(To do):
Your task is to copy all of the entries exactly as they are given.

(Exercise materials):
# # # # #

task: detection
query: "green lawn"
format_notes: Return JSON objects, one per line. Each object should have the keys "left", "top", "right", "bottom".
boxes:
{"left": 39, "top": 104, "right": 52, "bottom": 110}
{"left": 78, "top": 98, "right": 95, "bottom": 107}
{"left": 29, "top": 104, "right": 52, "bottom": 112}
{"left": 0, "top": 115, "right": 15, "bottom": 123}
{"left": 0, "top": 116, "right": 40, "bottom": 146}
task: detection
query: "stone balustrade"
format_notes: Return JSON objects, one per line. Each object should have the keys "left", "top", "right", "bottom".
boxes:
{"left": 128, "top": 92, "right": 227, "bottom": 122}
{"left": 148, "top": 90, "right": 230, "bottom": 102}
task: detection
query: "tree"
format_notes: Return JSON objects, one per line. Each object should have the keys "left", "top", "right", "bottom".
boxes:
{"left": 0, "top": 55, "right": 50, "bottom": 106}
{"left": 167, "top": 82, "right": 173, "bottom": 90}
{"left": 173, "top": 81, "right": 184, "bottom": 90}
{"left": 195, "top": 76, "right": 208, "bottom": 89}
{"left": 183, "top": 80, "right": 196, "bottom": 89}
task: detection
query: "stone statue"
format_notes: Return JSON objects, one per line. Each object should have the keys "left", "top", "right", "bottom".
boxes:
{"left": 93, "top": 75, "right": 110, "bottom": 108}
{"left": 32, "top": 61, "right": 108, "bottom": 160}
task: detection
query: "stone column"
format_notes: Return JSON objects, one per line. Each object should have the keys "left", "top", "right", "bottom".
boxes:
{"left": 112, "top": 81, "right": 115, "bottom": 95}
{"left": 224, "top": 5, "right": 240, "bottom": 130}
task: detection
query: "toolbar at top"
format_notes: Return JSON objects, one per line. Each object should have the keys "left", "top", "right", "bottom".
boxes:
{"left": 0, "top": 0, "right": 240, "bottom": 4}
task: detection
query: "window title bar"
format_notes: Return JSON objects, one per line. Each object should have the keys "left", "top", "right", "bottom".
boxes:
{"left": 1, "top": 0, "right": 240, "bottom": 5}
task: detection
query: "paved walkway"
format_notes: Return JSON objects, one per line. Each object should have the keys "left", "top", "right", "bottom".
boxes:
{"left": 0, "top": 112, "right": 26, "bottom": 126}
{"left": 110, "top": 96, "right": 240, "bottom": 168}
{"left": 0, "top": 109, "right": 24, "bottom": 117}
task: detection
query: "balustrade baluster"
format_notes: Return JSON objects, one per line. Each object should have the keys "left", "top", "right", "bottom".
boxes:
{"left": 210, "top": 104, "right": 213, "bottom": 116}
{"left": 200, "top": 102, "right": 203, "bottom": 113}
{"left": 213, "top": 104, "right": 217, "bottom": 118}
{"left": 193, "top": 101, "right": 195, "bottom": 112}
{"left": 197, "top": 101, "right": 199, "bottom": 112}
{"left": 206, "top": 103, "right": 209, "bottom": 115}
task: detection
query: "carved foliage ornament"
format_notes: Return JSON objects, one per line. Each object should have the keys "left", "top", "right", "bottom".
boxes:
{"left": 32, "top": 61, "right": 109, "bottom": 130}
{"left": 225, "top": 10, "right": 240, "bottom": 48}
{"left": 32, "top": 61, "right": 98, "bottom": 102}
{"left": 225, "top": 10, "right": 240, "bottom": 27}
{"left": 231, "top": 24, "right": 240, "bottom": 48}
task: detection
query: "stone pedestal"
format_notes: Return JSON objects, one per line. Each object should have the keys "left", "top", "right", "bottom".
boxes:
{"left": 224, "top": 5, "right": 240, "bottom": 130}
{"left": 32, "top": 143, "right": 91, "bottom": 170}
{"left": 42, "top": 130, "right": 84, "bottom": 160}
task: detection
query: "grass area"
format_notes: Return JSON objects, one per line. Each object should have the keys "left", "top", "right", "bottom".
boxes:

# # # # #

(Solution below):
task: detection
query: "green lawn"
format_notes: Return JSON objects, one per line. Each object should have the keys "left", "top", "right", "bottom".
boxes:
{"left": 39, "top": 104, "right": 52, "bottom": 110}
{"left": 78, "top": 98, "right": 95, "bottom": 107}
{"left": 29, "top": 104, "right": 52, "bottom": 112}
{"left": 0, "top": 115, "right": 15, "bottom": 123}
{"left": 0, "top": 116, "right": 40, "bottom": 146}
task: detection
query: "stone balustrade"
format_notes: Return JSON objects, one per line. Each object should have the keys "left", "top", "right", "bottom".
boxes:
{"left": 128, "top": 92, "right": 227, "bottom": 122}
{"left": 148, "top": 90, "right": 230, "bottom": 102}
task: detection
query: "tree"
format_notes: Return JSON objects, one per line. Each object should have the keys "left", "top", "right", "bottom".
boxes:
{"left": 0, "top": 55, "right": 50, "bottom": 106}
{"left": 167, "top": 82, "right": 173, "bottom": 90}
{"left": 173, "top": 81, "right": 184, "bottom": 90}
{"left": 195, "top": 76, "right": 208, "bottom": 89}
{"left": 183, "top": 80, "right": 196, "bottom": 89}
task: detection
query: "stone statue"
format_notes: Return JSON objects, one per line. Each object should have the keys "left", "top", "right", "bottom".
boxes:
{"left": 93, "top": 75, "right": 110, "bottom": 108}
{"left": 32, "top": 61, "right": 108, "bottom": 160}
task: detection
query: "stone column"
format_notes: Return JSON objects, one per line. Each object should have the keys "left", "top", "right", "bottom".
boxes:
{"left": 112, "top": 81, "right": 115, "bottom": 95}
{"left": 224, "top": 5, "right": 240, "bottom": 130}
task: detection
query: "toolbar at top"
format_notes: Return JSON objects, one per line. Each object should have the keys "left", "top", "right", "bottom".
boxes:
{"left": 0, "top": 0, "right": 240, "bottom": 4}
task: detection
query: "window title bar"
format_notes: Return JSON objects, one per line. Each object should have the keys "left", "top", "right", "bottom".
boxes:
{"left": 1, "top": 0, "right": 240, "bottom": 5}
task: detection
query: "paved walkway"
format_notes: Return JSON objects, one per line. Each object should have the keys "left", "top", "right", "bottom".
boxes:
{"left": 0, "top": 112, "right": 26, "bottom": 126}
{"left": 110, "top": 96, "right": 240, "bottom": 168}
{"left": 0, "top": 109, "right": 24, "bottom": 117}
task: detection
query: "balustrade baluster"
format_notes: Return JSON objects, one per line. Each object should have the keys "left", "top", "right", "bottom".
boxes:
{"left": 210, "top": 104, "right": 213, "bottom": 116}
{"left": 200, "top": 102, "right": 203, "bottom": 113}
{"left": 213, "top": 104, "right": 217, "bottom": 118}
{"left": 193, "top": 101, "right": 195, "bottom": 112}
{"left": 197, "top": 101, "right": 199, "bottom": 112}
{"left": 206, "top": 103, "right": 209, "bottom": 115}
task: detection
query: "carved foliage ornament"
format_notes: Return JSON objects, one per line. Each object should have the keys "left", "top", "right", "bottom".
boxes:
{"left": 32, "top": 61, "right": 109, "bottom": 130}
{"left": 225, "top": 10, "right": 240, "bottom": 48}
{"left": 32, "top": 61, "right": 98, "bottom": 102}
{"left": 225, "top": 10, "right": 240, "bottom": 27}
{"left": 231, "top": 24, "right": 240, "bottom": 48}
task: detection
query: "stone pedestal"
format_notes: Return JSON objects, one per line. Each object should have the keys "left", "top", "right", "bottom".
boxes:
{"left": 224, "top": 5, "right": 240, "bottom": 130}
{"left": 32, "top": 143, "right": 91, "bottom": 170}
{"left": 42, "top": 130, "right": 84, "bottom": 160}
task: detection
query: "grass area"
format_notes: Return JSON objects, one per line. Each object should have the keys "left", "top", "right", "bottom".
boxes:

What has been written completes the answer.